Batteries are nearing their limits in terms of how much power they can store for a given weight. That’s a serious obstacle for energy innovation and the search for new ways to power airplanes, trains, and ships. Now, researchers at MIT and elsewhere have come up with a solution that could help electrify these transportation systems.

Instead of a battery, the new concept is a kind of fuel cell — which is similar to a battery but can be quickly refueled rather than recharged. In this case, the fuel is liquid sodium metal, an inexpensive and widely available commodity. The other side of the cell is just ordinary air, which serves as a source of oxygen atoms. In between, a layer of solid ceramic material serves as the electrolyte, allowing sodium ions to pass freely through, and a porous air-facing electrode helps the sodium to chemically react with oxygen and produce electricity.

In a series of experiments with a prototype device, the researchers demonstrated that this cell could carry more than three times as much energy per unit of weight as the lithium-ion batteries used in virtually all electric vehicles today. Their findings are being published today in the journal Joule, in a paper by MIT doctoral students Karen Sugano, Sunil Mair, and Saahir Ganti-Agrawal; professor of materials science and engineering Yet-Ming Chiang; and five others.

“We expect people to think that this is a totally crazy idea,” says Chiang, who is the Kyocera Professor of Ceramics. “If they didn’t, I’d be a bit disappointed because if people don’t think something is totally crazy at first, it probably isn’t going to be that revolutionary.”

And this technology does appear to have the potential to be quite revolutionary, he suggests. In particular, for aviation, where weight is especially crucial, such an improvement in energy density could be the breakthrough that finally makes electrically powered flight practical at significant scale.

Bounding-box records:
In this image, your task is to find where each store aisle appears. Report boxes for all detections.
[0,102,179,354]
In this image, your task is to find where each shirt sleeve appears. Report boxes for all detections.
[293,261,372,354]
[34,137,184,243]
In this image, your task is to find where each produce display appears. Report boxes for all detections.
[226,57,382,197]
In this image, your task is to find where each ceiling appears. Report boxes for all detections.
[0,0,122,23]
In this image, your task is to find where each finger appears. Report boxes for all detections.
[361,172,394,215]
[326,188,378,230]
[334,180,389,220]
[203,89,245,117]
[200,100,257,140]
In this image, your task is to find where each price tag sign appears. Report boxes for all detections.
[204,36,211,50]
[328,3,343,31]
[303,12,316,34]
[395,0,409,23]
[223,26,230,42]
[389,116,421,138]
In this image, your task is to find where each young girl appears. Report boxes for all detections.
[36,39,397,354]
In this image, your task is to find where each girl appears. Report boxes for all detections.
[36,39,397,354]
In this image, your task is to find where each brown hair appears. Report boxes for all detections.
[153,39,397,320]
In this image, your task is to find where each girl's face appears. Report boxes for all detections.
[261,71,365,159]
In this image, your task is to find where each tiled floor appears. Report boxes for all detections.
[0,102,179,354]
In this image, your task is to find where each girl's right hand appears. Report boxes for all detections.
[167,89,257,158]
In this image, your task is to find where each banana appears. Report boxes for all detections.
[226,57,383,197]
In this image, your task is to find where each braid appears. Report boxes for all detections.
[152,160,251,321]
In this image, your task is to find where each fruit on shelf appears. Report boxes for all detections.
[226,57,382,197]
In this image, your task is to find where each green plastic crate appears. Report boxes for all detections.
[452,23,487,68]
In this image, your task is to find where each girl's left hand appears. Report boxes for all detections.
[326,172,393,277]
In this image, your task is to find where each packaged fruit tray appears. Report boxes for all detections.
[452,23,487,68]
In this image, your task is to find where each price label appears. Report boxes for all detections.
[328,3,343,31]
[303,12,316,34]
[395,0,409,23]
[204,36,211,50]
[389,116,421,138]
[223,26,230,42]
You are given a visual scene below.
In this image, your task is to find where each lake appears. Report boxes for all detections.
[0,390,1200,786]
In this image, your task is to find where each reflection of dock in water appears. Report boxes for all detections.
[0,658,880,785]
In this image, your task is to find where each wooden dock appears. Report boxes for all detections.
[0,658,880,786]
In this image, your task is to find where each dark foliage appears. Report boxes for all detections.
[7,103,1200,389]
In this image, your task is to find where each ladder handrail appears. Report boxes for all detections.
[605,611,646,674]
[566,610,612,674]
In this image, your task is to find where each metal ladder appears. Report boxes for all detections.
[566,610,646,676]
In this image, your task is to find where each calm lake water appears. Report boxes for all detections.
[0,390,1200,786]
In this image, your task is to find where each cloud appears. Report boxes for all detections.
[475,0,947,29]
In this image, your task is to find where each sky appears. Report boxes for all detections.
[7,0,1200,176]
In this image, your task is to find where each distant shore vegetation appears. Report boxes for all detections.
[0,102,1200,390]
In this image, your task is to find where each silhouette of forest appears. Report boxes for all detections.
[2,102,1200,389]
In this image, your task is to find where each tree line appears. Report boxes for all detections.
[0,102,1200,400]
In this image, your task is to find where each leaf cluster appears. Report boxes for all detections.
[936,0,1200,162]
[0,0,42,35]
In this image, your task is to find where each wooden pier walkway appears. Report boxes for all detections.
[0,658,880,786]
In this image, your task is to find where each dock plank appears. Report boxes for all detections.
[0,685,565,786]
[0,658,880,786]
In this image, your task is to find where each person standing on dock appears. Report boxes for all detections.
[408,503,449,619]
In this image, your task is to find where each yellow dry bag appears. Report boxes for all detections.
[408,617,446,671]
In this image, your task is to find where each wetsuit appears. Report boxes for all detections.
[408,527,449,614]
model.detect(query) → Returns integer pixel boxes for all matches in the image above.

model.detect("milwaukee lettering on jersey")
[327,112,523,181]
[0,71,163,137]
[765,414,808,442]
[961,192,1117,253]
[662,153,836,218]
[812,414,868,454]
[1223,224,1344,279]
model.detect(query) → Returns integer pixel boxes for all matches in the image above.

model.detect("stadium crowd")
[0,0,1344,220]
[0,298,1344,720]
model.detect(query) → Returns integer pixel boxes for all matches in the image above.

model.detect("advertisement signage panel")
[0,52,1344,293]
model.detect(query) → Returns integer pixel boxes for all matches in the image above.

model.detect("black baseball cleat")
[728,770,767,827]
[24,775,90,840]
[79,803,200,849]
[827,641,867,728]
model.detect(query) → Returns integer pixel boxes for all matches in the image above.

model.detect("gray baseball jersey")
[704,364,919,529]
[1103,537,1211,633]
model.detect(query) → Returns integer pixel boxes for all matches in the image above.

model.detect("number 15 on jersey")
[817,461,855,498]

→ **GIVEN PROBLEM 1**:
Answer these questions about the sodium fuel cell article:
(a) What serves as the fuel in the new cell?
(b) In which journal are the findings being published?
(c) How much energy per unit of weight could the cell carry compared with lithium-ion batteries?
→ **GIVEN PROBLEM 2**: Resume the sodium fuel cell article after its last sentence.
These rows are separate material from the article on the sodium fuel cell.

→ **WRITTEN REPLY 1**:
(a) Liquid sodium metal.
(b) Joule.
(c) More than three times as much.

→ **WRITTEN REPLY 2**:
“The threshold that you really need for realistic electric aviation is about 1,000 watt-hours per kilogram,” Chiang says. Today’s electric vehicle lithium-ion batteries top out at about 300 watt-hours per kilogram — nowhere near what’s needed. Even at 1,000 watt-hours per kilogram, he says, that wouldn’t be enough to enable transcontinental or trans-Atlantic flights.

That’s still beyond reach for any known battery chemistry, but Chiang says that getting to 1,000 watts per kilogram would be an enabling technology for regional electric aviation, which accounts for about 80 percent of domestic flights and 30 percent of the emissions from aviation.

The technology could be an enabler for other sectors as well, including marine and rail transportation. “They all require very high energy density, and they all require low cost,” he says. “And that’s what attracted us to sodium metal.”

A great deal of research has gone into developing lithium-air or sodium-air batteries over the last three decades, but it has been hard to make them fully rechargeable. “People have been aware of the energy density you could get with metal-air batteries for a very long time, and it’s been hugely attractive, but it’s just never been realized in practice,” Chiang says.

By using the same basic electrochemical concept, only making it a fuel cell instead of a battery, the researchers were able to get the advantages of the high energy density in a practical form. Unlike a battery, whose materials are assembled once and sealed in a container, with a fuel cell the energy-carrying materials go in and out.

The team produced two different versions of a lab-scale prototype of the system. In one, called an H cell, two vertical glass tubes are connected by a tube across the middle, which contains a solid ceramic electrolyte material and a porous air electrode. Liquid sodium metal fills the tube on one side, and air flows through the other, providing the oxygen for the electrochemical reaction at the center, which ends up gradually consuming the sodium fuel. The other prototype uses a horizontal design, with a tray of the electrolyte material holding the liquid sodium fuel. The porous air electrode, which facilitates the reaction, is affixed to the bottom of the tray. 

Tests using an air stream with a carefully controlled humidity level produced a level of nearly 1,700 watt-hours per kilogram at the level of an individual “stack,” which would translate to over 1,000 watt-hours at the full system level, Chiang says.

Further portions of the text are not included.